Task brief ->
Can you shift every point by adding 47 to both of its coordinates, then write out again each line of the material from the one containing "# test: pointer drops one pin on the icy" through the end of the material, keeping the # lines as they are?

# Start of Records provided

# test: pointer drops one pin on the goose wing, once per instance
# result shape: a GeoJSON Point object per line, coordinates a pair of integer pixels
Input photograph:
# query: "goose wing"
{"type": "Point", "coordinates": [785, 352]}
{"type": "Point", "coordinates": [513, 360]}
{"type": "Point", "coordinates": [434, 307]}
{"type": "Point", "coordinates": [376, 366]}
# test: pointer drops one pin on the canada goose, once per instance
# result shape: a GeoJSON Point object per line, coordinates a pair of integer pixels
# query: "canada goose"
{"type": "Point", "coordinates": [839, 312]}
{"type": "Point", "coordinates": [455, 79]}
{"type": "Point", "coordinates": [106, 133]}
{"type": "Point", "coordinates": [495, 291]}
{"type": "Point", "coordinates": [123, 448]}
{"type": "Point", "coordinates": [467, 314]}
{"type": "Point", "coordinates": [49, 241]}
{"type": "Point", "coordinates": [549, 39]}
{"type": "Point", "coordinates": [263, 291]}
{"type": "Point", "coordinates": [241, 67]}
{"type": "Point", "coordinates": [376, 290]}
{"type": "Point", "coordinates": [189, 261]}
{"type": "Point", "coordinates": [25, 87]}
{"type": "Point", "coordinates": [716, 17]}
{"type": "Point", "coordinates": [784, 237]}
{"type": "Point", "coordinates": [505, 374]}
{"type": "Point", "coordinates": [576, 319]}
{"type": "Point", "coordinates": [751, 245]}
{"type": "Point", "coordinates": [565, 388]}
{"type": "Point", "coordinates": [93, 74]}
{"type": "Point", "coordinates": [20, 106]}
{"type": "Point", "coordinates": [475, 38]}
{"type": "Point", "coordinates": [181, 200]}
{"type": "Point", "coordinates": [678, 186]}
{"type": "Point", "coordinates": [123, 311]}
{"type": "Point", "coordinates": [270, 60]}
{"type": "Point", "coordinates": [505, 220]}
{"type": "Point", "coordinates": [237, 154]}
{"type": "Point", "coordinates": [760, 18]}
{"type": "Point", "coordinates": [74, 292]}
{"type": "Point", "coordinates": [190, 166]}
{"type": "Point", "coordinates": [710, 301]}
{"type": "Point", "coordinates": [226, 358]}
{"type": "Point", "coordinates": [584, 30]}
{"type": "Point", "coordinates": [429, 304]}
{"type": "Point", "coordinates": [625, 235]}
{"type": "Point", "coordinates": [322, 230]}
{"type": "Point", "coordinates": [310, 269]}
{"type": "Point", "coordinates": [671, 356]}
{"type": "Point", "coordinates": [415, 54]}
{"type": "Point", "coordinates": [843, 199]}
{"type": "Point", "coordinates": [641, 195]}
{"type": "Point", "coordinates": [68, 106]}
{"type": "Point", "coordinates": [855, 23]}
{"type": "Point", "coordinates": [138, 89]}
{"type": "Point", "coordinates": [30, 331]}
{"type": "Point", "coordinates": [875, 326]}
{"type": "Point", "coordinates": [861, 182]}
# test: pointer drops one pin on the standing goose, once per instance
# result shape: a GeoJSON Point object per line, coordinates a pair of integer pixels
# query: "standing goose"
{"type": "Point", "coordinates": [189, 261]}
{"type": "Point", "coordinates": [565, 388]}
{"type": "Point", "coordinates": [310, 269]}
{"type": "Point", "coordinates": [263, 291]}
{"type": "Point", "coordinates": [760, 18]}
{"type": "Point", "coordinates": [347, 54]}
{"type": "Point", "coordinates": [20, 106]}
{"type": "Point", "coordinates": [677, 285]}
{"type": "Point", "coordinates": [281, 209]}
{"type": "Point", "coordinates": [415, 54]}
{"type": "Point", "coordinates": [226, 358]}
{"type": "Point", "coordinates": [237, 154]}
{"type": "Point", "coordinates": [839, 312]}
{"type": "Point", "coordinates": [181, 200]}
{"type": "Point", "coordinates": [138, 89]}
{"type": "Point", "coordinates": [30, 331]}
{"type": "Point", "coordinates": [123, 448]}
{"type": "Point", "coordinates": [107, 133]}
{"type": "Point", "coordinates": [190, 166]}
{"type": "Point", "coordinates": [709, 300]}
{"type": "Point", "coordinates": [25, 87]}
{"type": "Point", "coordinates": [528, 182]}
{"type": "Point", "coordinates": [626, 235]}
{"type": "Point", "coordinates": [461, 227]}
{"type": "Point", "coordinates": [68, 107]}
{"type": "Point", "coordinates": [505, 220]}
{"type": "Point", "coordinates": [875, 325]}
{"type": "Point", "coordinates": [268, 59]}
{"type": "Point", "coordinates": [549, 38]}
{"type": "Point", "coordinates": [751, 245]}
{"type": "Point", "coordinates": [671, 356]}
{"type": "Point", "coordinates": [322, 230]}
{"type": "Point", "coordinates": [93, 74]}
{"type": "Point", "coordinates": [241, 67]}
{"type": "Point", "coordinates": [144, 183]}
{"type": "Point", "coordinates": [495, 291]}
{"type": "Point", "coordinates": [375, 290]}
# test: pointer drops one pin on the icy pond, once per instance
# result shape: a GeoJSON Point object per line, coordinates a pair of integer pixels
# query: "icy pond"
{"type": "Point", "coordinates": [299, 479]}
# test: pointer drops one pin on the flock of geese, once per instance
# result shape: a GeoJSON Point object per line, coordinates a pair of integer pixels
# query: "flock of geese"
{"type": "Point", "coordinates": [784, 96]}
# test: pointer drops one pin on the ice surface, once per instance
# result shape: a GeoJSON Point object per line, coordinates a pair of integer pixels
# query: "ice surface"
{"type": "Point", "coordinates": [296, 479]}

# End of Records provided

Solution for this task ->
# test: pointer drops one pin on the icy pond, once per instance
# result shape: a GeoJSON Point object per line, coordinates a pair of integer pixels
# query: "icy pond"
{"type": "Point", "coordinates": [346, 526]}
# test: pointer drops one pin on the flock of geese, once per instance
# result shape: a GeoJSON Point object per line, coordinates a pair of integer pixels
# query: "flock of geese"
{"type": "Point", "coordinates": [831, 143]}
# test: pointer drops one pin on the ice surface, once per instance
# result shape: a GeoJSON Point object per line, coordinates a pair of integer pixels
# query: "ice surface"
{"type": "Point", "coordinates": [343, 526]}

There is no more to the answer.